*** Opening PASSAGE SHOWN ***

Chelsea Hotel No. 2 (version 2.0)

Update your bookmarks, change your Favorites, alert the media -- whatever you feel is appropriate. Just come and give me a housewarming comment at my new place.

29 August 2007

xkcd

Due to a total lack of creativity on my part for the past few days, I've decided to post some of my all-time favorite comics from xkcd. Enjoy!









For larger versions, just head over to the website, you lazy bastard!

25 August 2007

Something Blue

I went in for my third wedding dress fitting today. I believe this marks about the eleventy-tenth time I've been in the bridal salon; it's starting to feel like my second office. The salon itself is one of those little ritzy affairs in the heart of River Oaks, the kind of place where the dresses cost as much as a year's rent and the ladies give you withering looks for failing to come in full makeup (mascara and lip gloss do not count as makeup, dear). They are also unafraid to tell you that you (a) need to lose weight (b) no, more than that, darling, if you want to fit into a dress that doesn't come from the heavy girls' section at David's Bridal (c) you're standing all wrong and (d) STAY STILL. It's like having clones of my mother on all sides, which is more stressful to me than having to sing a solo at Carnegie Hall or juggle priceless Faberge eggs for the Pope. I get tight-chested just thinking about it, so, needless to say, I was not looking forward to this morning's appointment.

*** Closing PASSAGE SHOWN ***
*** Opening INPUT DATA ***

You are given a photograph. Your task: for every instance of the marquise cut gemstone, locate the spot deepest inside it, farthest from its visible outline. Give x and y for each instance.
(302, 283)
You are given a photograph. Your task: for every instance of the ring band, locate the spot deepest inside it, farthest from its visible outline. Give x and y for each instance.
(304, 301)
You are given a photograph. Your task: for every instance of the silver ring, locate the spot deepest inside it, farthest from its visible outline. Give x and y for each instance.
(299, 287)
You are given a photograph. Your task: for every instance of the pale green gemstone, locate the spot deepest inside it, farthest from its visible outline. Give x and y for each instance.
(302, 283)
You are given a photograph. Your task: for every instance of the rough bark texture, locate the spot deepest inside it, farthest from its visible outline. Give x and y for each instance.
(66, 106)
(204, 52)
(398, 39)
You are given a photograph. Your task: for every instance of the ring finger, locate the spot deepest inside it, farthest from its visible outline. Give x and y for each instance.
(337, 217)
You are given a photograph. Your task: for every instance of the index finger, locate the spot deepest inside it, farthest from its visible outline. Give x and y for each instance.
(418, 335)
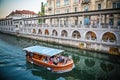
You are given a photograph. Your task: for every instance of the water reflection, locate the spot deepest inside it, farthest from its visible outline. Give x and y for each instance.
(89, 65)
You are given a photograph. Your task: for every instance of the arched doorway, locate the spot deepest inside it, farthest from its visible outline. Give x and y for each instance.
(76, 34)
(64, 33)
(90, 35)
(54, 33)
(46, 32)
(34, 31)
(109, 37)
(39, 31)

*** Closing INPUT DATA ***

WHAT YOU WILL DO »
- 1) In the blog excerpt, where is the bridal salon located?
- 2) Duplicate the part of the blog excerpt that begins at the words "Update your bookmarks, change" and stops after "my new place.".
- 3) Rewrite the blog excerpt's paragraph that begins "I went in for my third wedding dress fitting today" in a shorter form, keeping its main facts.

ANSWERS PER TASK »
- 1) In the heart of River Oaks.

- 2)
Update your bookmarks, change your Favorites, alert the media -- whatever you feel is appropriate. Just come and give me a housewarming comment at my new place.

- 3) The writer went to a third wedding dress fitting at a bridal salon visited so often that it feels like a second office. The salon is a ritzy place in the heart of River Oaks. Its dresses cost as much as a year's rent, and its staff give withering looks to anyone who arrives without full makeup. The staff also say bluntly that you need to lose weight, are standing wrong, and must stay still. To the writer, it is like being surrounded by clones of their mother. That is more stressful than singing a solo at Carnegie Hall or juggling Faberge eggs for the Pope, so the writer was not looking forward to the morning's appointment.